Task details: Output all the data exactly. Pictures do not belong in the copy.

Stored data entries
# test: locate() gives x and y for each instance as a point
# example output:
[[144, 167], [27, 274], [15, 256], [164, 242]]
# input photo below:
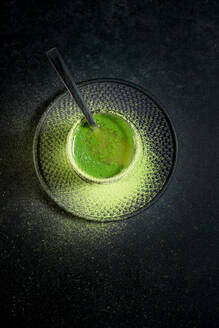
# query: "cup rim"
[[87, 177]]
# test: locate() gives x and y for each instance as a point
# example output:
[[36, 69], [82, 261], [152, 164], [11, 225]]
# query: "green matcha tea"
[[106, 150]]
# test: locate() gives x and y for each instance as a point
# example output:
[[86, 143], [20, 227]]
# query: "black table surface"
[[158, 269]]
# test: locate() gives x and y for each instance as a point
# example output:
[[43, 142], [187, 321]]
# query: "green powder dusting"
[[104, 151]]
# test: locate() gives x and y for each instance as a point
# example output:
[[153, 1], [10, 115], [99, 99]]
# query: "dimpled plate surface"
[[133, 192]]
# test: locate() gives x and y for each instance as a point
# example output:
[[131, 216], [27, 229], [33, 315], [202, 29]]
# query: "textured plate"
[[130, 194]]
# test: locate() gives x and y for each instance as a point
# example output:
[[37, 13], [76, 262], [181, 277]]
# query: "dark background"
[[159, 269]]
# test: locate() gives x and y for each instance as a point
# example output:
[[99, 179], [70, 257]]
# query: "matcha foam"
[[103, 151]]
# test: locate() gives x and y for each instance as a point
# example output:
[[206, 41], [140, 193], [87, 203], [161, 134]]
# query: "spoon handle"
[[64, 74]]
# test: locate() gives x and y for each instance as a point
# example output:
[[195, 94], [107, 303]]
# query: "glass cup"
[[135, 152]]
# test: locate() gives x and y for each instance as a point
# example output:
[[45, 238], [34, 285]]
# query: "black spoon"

Written answer:
# test: locate() gives x and y for each instance as a point
# example output:
[[144, 167], [27, 274], [15, 256], [164, 242]]
# input photo below:
# query: "cup rim"
[[87, 177]]
# test: locate() gives x and y for each instance as a point
# example output:
[[36, 69], [82, 261], [152, 164], [11, 225]]
# query: "green matcha tea"
[[106, 150]]
# test: locate() gives x and y for each instance as a point
# example output:
[[86, 143], [20, 227]]
# query: "black table surface"
[[158, 269]]
# test: locate() gives x and y for each instance as a point
# example output:
[[43, 142], [187, 321]]
# query: "green powder dusting"
[[104, 151]]
# test: locate() gives x and y for each instance as a point
# example output:
[[153, 1], [10, 115], [99, 99]]
# query: "dimpled plate surface"
[[133, 192]]
# test: locate() gives x and y for each instance as a point
# example output:
[[131, 216], [27, 229], [33, 315], [202, 29]]
# query: "textured plate"
[[130, 194]]
# test: locate() gives x and y for each instance as a point
# example output:
[[37, 13], [76, 262], [181, 277]]
# query: "dark background"
[[159, 269]]
# test: locate() gives x and y for each instance as a point
# example output:
[[99, 179], [70, 257]]
# query: "matcha foam"
[[103, 151]]
# test: locate() gives x and y for each instance as a point
# example output:
[[206, 41], [140, 193], [87, 203], [161, 134]]
# query: "spoon handle"
[[64, 74]]
# test: locate() gives x and y for each instance as a point
# example output:
[[195, 94], [107, 303]]
# query: "glass cup"
[[135, 152]]
# test: locate() gives x and y for each instance as a point
# example output:
[[45, 238], [34, 285]]
# query: "black spoon"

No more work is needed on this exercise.